**YOUR INSTRUCTIONS:**
Please repeat the listing below word for word, leaving out the pictures.
(begin)
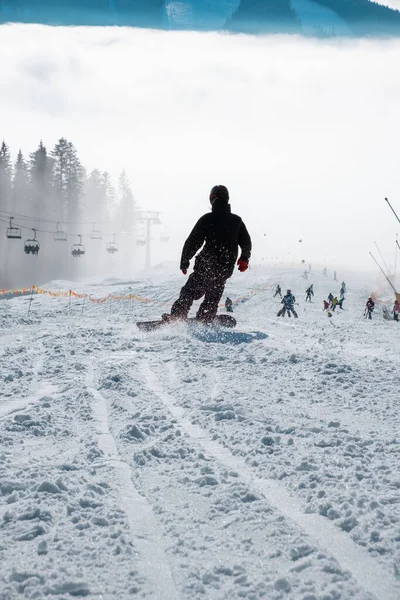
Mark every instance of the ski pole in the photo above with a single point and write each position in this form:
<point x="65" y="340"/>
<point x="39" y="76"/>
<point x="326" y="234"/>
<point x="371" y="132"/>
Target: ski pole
(end)
**SOLUTION FOR THIS TASK:**
Mark every instance of the ski pole in the photo above with a single point and write each position in this form:
<point x="65" y="340"/>
<point x="39" y="76"/>
<point x="326" y="234"/>
<point x="371" y="132"/>
Target: ski pole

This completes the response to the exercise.